[proofplan]
View the inclusion $G \hookrightarrow \operatorname{GL}_n(\mathbb{C})$ as a complex representation of $G$ on $\mathbb{C}^n$ and apply Weyl's unitary trick to produce a $G$-invariant Hermitian inner product $\langle \cdot, \cdot \rangle$ on $\mathbb{C}^n$. Choose a basis orthonormal for $\langle \cdot, \cdot \rangle$ and let $P$ be the change-of-basis matrix from the standard basis to this basis. The dictionary identity $\langle x, y \rangle = (P^{-1}x,\, P^{-1}y)_0$, where $(\cdot, \cdot)_0$ is the standard Hermitian inner product, converts the $G$-invariance of $\langle \cdot, \cdot \rangle$ into the statement that $P^{-1}gP$ preserves $(\cdot, \cdot)_0$ for every $g \in G$, i.e., $P^{-1}GP \leq \operatorname{U}(n)$.
[/proofplan]
[step:Cast the inclusion $G \hookrightarrow \operatorname{GL}_n(\mathbb{C})$ as a representation on $\mathbb{C}^n$]
Let $G \leq \operatorname{GL}_n(\mathbb{C})$ be a finite subgroup. Define
\begin{align*}
\rho: G &\to \operatorname{GL}(\mathbb{C}^n) \\
g &\mapsto g,
\end{align*}
where the matrix $g \in \operatorname{GL}_n(\mathbb{C})$ is identified with the linear map $v \mapsto gv$ acting by matrix multiplication in the standard basis. Matrix multiplication respects products, so $\rho$ is a group homomorphism, hence a complex representation of $G$ on $\mathbb{C}^n$.

▶ _Prompt_
In the proof above, what technique produces a $G$-invariant Hermitian inner product on $\mathbb{C}^n$?

▶ _Data segment_
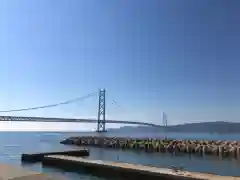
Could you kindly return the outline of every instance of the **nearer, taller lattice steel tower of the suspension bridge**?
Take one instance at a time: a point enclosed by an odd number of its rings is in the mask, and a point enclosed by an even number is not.
[[[105,120],[105,93],[106,90],[99,90],[99,102],[98,102],[98,124],[97,124],[97,132],[106,132],[106,120]]]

▶ _Response to the task_
Weyl's unitary trick.